#### Reading passage

Plants are behaving badly on several London stages this Christmas. While a man-eating flower dominates proceedings in Little Shop of Horrors at the Menier Chocolate Factory, there is more horticultural horror at Greenwich, where, in Sleeping Beauty, Belladonna Bindweed winds her tendrils around the hopes and plans of King Meadowsweet.

Indeed, the gardening theme runs right through Andew Pollard’s script: the kingdom is Gardenia; the cheeky chappy is Billy Bogbean; the good fairy is Fairy Flax. Prince Sylvanus, who comes to the rescue, lists “gardening and walking” as his hobbies, and he manages to rescue Princess Rose from behind her briar hedge because he is handy with a pair of secateurs. So the story’s preoccupation with taming nature and keeping the wilderness at bay comes across. Such interpretations are there if you choose to see them, but they don’t stand in the way of a sprightly telling of the tale.

Directed by Phil Willmott, this is a sunny staging with plenty of narrative drive. It cracks along through the familiar story, leaving time for comic business, but doesn’t stretch the plot too thin. There is a nice, bumbling king (Paul Critoph) and Pollard makes a pleasingly eccentric dame, at ease with his material and the audience.

Juliet Mary McGill is adorable and feisty as Rose. And Willmott cannily works against making the love story sickly sweet by sending up clichéd effects: as Rose and Sylvanus serenade one another with “Love is in the Air”, the Good Fairy sprints around the stage planting teddy bears, roses and bubbles to create the perfect romantic setting.

########

§ Aim a
Count the lines in the entries below that contain the word "leaf", and give only that number.
The Sleeping Beauty review has nothing to do with the entries that come after it.

#### Material supplied

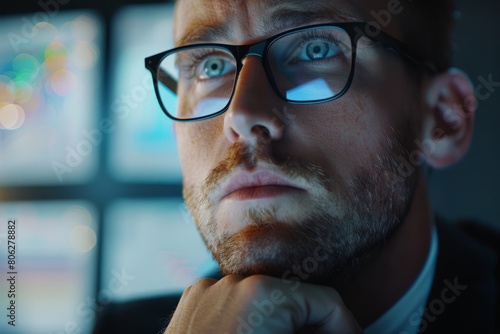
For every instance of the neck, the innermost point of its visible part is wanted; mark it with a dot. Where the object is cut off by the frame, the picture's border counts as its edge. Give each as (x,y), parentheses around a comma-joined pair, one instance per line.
(382,280)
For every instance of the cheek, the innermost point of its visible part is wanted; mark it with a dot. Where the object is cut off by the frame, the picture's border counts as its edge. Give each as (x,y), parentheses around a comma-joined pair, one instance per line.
(197,149)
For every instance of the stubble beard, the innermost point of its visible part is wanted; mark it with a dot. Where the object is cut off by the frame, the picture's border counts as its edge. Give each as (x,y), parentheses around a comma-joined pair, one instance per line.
(334,234)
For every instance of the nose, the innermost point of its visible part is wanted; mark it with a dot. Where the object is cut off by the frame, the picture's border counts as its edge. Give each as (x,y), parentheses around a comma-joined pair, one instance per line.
(254,109)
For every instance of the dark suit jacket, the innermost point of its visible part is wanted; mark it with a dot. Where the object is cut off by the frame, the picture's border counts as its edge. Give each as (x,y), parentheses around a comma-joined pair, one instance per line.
(464,298)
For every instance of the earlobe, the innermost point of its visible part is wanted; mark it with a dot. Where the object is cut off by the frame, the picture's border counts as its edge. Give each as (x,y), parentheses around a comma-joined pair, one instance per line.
(450,106)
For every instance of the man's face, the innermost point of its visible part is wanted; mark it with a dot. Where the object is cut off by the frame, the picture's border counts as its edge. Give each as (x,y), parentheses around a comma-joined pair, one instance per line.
(270,183)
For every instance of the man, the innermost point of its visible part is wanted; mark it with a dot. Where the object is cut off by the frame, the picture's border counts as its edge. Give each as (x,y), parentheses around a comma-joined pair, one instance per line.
(304,137)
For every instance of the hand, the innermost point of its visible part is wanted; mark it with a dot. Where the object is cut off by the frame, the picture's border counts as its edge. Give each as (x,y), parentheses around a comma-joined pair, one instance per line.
(260,304)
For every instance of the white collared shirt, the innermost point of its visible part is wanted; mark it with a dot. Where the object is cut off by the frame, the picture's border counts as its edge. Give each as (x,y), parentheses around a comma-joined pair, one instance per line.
(405,316)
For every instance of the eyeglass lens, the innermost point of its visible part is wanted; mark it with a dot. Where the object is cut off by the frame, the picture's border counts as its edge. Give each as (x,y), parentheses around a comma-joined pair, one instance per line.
(305,66)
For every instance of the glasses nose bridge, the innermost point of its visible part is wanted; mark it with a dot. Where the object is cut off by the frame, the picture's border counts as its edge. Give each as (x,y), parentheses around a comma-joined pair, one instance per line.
(256,49)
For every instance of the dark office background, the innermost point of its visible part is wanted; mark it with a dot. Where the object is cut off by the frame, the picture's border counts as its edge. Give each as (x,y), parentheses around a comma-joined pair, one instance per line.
(121,200)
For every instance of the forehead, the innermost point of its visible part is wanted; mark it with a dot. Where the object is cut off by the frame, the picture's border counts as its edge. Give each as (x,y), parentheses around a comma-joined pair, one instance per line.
(245,21)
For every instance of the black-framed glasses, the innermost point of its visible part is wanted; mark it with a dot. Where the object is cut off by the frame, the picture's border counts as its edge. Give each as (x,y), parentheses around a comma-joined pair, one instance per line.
(306,65)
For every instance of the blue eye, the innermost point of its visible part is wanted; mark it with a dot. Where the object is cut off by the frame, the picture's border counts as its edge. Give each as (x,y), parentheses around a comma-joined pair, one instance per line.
(215,67)
(318,50)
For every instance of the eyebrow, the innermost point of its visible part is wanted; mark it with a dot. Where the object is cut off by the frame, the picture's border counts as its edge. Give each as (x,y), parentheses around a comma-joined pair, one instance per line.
(279,19)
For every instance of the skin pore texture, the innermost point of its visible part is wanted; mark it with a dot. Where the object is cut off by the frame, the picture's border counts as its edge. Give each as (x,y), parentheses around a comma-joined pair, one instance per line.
(343,158)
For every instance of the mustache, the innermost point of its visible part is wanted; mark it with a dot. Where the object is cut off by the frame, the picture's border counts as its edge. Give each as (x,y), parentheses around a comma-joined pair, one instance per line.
(240,155)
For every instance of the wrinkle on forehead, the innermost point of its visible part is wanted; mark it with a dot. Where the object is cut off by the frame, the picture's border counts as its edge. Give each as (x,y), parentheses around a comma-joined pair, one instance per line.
(244,21)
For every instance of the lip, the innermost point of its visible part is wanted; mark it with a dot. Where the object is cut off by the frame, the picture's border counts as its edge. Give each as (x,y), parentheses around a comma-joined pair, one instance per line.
(257,183)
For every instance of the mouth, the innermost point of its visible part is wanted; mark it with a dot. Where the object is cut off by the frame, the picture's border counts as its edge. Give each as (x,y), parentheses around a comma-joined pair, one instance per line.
(256,184)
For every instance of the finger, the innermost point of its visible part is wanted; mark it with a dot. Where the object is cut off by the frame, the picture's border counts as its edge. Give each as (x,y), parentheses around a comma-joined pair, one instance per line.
(324,310)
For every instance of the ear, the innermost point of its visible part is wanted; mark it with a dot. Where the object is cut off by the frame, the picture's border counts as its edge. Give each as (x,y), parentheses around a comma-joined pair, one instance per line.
(448,122)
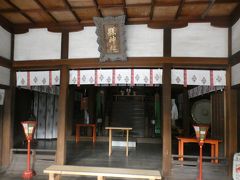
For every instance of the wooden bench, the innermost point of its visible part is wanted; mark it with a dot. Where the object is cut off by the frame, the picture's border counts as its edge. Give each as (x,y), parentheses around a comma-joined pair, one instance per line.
(101,172)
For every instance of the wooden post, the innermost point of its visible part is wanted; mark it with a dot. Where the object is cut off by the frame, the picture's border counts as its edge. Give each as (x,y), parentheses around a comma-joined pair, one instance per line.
(62,117)
(230,120)
(64,45)
(166,97)
(8,119)
(186,113)
(167,39)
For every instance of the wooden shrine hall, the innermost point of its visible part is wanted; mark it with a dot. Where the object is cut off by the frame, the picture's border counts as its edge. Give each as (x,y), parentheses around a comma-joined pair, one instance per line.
(117,89)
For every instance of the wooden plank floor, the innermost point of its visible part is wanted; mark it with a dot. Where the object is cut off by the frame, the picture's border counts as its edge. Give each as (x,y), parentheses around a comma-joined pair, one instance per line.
(144,156)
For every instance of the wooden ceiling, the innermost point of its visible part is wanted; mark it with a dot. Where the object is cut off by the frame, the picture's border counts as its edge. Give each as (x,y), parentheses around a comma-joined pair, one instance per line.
(70,15)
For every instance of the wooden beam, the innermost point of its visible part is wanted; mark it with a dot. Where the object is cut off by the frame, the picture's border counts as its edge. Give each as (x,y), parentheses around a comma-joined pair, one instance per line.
(64,45)
(6,24)
(179,12)
(166,132)
(71,9)
(5,62)
(62,117)
(45,10)
(8,120)
(205,13)
(235,15)
(230,120)
(21,12)
(193,62)
(235,59)
(60,27)
(167,42)
(224,21)
(97,6)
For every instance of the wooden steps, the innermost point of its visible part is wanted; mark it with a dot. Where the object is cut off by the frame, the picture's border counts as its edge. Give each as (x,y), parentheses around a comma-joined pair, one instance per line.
(101,172)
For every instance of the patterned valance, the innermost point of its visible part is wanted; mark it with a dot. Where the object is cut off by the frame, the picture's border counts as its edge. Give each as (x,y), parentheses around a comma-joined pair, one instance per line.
(38,78)
(116,77)
(130,77)
(201,90)
(199,77)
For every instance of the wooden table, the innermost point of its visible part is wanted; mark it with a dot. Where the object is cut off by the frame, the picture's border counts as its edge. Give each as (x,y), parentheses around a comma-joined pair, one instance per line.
(78,126)
(214,147)
(127,129)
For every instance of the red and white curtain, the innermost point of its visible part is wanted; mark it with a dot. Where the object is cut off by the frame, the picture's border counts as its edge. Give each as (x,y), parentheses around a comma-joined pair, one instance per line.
(38,78)
(116,77)
(199,77)
(130,77)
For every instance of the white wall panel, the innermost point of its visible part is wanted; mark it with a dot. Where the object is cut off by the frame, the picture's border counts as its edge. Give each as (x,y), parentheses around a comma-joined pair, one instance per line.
(236,37)
(37,44)
(4,76)
(141,42)
(236,74)
(200,40)
(83,44)
(5,43)
(144,42)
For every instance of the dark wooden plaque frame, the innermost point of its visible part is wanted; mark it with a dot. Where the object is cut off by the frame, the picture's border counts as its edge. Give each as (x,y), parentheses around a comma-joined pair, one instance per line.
(111,38)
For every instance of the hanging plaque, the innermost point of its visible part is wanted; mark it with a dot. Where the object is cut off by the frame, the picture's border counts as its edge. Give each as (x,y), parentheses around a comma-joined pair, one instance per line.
(111,38)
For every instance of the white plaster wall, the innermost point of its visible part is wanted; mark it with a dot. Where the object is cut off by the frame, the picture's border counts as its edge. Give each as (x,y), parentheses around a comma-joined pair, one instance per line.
(37,44)
(200,40)
(4,76)
(236,37)
(141,42)
(83,44)
(144,42)
(5,43)
(236,74)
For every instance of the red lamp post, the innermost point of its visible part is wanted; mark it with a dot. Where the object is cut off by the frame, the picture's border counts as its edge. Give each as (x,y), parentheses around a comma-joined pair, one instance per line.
(201,133)
(29,128)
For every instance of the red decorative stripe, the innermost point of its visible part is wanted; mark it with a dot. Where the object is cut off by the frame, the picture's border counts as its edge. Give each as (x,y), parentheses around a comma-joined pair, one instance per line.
(211,78)
(78,78)
(185,78)
(132,77)
(113,77)
(96,77)
(28,79)
(50,78)
(151,77)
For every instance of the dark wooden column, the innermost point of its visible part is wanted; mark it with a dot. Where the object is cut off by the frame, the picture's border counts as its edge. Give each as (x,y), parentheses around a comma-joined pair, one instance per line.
(167,42)
(186,113)
(62,116)
(64,45)
(167,142)
(8,114)
(8,119)
(230,110)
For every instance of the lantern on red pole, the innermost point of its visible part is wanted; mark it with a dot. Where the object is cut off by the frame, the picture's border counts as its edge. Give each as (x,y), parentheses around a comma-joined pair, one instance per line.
(29,128)
(201,133)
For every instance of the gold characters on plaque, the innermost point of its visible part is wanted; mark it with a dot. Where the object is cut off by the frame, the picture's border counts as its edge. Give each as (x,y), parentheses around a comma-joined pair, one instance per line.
(111,40)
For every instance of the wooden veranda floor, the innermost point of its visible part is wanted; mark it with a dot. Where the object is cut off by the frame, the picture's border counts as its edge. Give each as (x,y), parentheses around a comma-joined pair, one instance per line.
(144,156)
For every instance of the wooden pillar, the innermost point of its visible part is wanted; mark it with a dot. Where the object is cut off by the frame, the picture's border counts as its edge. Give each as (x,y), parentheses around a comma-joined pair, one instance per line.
(62,117)
(166,98)
(70,121)
(8,120)
(64,45)
(167,39)
(186,113)
(8,115)
(230,120)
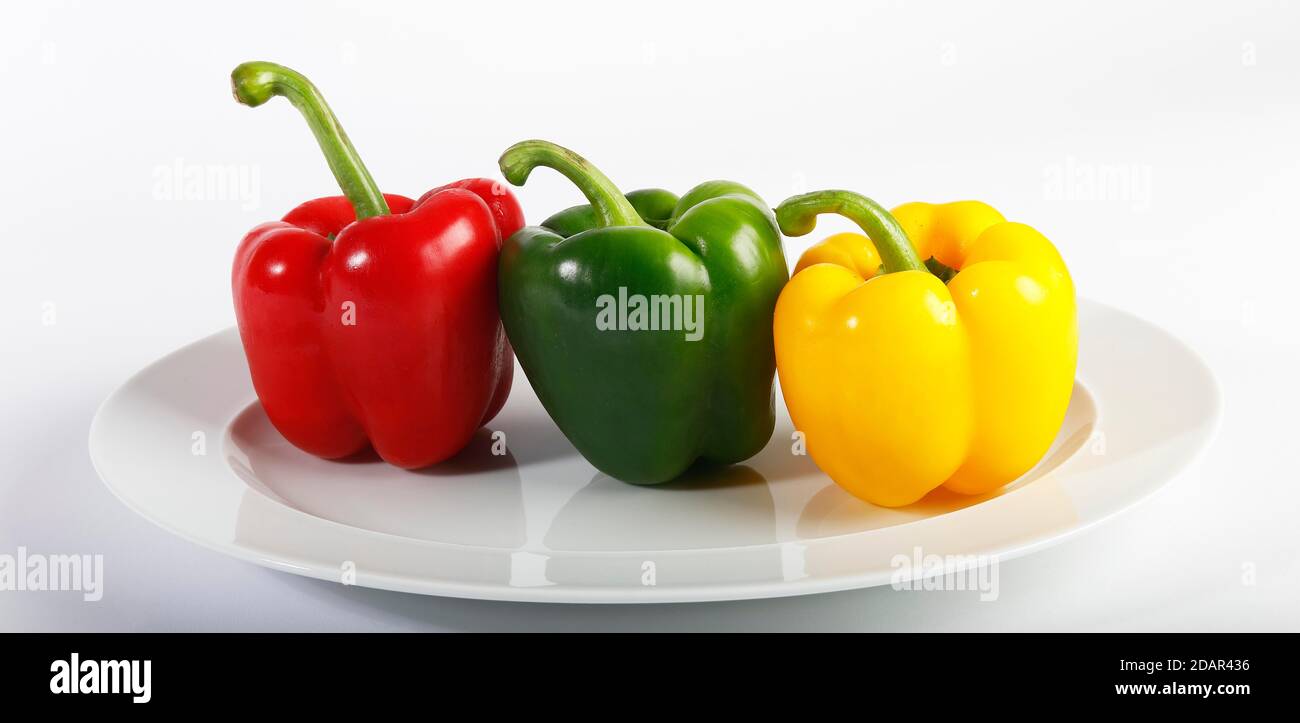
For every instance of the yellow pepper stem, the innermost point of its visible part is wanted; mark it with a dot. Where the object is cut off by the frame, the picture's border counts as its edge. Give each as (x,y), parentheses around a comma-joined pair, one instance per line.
(797,216)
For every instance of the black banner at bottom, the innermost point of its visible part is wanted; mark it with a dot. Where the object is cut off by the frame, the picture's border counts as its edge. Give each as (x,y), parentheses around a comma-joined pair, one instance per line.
(207,672)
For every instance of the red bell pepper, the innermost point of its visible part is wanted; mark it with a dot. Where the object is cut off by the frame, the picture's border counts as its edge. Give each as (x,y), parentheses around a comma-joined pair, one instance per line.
(369,319)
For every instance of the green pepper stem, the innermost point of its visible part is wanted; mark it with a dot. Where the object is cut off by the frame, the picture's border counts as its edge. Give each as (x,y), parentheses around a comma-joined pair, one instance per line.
(797,216)
(258,82)
(611,207)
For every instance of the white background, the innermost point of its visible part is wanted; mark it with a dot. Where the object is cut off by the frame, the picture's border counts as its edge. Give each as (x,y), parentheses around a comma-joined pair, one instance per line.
(1190,111)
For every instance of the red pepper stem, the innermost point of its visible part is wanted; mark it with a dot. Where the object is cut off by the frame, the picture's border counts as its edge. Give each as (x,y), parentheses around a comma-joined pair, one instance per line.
(611,207)
(258,82)
(797,216)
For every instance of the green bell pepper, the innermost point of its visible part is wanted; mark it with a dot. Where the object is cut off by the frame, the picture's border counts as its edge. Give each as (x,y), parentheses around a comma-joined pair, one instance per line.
(645,321)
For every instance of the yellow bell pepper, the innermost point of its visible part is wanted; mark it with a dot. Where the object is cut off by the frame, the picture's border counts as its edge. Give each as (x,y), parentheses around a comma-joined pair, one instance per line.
(901,382)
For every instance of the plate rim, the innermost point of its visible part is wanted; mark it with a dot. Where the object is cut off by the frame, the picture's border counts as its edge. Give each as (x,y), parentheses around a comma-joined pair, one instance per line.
(568,593)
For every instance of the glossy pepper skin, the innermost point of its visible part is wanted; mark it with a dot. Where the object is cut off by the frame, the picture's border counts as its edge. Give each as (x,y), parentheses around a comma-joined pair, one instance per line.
(902,384)
(371,319)
(644,405)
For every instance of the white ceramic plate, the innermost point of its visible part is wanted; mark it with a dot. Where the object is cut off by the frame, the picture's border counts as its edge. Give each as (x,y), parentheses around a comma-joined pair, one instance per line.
(542,524)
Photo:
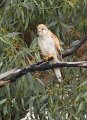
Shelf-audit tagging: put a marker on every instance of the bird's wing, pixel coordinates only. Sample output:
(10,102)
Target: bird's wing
(56,41)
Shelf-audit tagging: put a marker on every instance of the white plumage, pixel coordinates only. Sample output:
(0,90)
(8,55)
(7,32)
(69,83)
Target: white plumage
(49,46)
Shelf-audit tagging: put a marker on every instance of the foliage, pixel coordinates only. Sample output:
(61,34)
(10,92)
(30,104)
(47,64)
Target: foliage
(44,100)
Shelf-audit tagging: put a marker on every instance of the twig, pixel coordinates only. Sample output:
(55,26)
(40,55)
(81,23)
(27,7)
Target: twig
(12,75)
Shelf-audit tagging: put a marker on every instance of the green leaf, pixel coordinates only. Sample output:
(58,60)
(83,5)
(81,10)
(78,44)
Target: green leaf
(13,34)
(80,107)
(15,104)
(40,81)
(49,116)
(44,97)
(3,101)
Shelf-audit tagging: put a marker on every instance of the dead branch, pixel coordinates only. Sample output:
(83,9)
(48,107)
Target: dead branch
(12,75)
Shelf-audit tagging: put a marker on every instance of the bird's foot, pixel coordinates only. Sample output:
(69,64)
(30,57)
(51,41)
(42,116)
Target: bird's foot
(48,58)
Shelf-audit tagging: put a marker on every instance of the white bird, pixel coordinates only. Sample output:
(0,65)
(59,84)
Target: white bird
(49,45)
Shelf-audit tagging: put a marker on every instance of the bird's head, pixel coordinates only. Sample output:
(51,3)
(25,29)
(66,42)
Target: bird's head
(42,30)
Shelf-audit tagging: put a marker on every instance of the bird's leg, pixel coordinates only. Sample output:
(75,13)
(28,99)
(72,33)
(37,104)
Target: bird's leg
(49,57)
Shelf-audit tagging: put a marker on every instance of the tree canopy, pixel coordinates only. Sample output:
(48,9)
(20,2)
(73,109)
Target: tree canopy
(37,92)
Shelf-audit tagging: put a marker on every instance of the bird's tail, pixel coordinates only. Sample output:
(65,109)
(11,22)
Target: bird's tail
(57,70)
(58,74)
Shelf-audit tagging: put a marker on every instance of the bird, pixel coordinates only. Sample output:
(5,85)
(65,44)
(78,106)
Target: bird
(50,47)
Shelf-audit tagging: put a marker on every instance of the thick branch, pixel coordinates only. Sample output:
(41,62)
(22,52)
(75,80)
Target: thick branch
(13,74)
(76,47)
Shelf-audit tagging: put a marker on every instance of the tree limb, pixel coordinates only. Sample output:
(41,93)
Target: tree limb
(12,75)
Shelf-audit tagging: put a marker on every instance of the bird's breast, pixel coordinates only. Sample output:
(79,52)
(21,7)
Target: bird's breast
(47,46)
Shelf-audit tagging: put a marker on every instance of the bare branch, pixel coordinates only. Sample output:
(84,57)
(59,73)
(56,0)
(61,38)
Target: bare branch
(12,75)
(76,47)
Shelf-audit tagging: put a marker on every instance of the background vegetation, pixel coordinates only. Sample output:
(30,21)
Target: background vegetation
(18,48)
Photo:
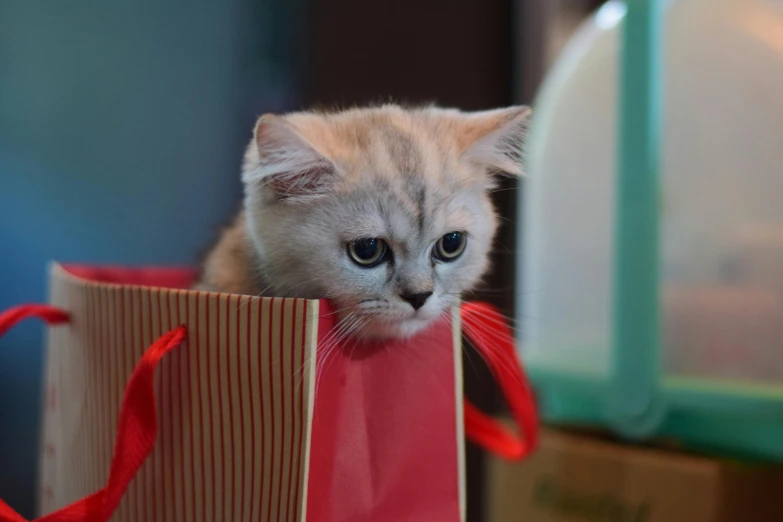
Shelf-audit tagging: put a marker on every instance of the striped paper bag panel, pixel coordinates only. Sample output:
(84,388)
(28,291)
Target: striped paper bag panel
(245,431)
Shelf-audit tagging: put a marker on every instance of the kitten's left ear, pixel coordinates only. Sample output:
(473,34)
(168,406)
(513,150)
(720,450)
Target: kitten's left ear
(494,139)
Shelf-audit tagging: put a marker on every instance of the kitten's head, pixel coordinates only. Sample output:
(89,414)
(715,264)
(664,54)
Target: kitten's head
(384,211)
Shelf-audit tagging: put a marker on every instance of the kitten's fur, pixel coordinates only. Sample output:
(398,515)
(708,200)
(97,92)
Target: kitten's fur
(314,182)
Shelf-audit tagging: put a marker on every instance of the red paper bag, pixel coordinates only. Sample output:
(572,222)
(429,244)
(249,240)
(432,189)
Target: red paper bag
(263,414)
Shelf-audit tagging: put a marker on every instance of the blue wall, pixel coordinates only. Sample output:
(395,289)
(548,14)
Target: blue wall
(121,132)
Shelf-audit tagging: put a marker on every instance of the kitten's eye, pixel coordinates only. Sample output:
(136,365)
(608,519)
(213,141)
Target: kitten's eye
(367,252)
(450,246)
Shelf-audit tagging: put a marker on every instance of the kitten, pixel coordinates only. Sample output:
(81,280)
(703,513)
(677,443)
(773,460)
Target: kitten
(385,211)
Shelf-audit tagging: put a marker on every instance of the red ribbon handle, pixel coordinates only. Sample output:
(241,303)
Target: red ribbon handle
(487,330)
(136,431)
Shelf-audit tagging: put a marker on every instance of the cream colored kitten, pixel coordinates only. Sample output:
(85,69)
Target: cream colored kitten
(384,211)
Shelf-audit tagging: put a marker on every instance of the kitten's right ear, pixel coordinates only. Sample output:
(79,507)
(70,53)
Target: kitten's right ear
(283,163)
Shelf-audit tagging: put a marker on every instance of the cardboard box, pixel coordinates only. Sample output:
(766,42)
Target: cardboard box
(587,478)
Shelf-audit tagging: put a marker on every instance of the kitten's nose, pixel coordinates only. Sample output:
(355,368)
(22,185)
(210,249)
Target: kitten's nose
(416,300)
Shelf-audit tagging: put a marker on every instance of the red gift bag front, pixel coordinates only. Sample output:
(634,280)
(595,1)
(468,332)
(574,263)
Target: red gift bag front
(264,413)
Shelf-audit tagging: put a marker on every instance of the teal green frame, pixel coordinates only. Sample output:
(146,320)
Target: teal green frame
(634,405)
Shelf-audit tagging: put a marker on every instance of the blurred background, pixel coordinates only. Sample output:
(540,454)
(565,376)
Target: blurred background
(122,128)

########

§ Aim b
Reproduce the Sleeping Beauty review above word for word, from "Directed by Phil" to "and the audience.".

§ Full output a
2

§ Full output b
Directed by Phil Willmott, this is a sunny staging with plenty of narrative drive. It cracks along through the familiar story, leaving time for comic business, but doesn’t stretch the plot too thin. There is a nice, bumbling king (Paul Critoph) and Pollard makes a pleasingly eccentric dame, at ease with his material and the audience.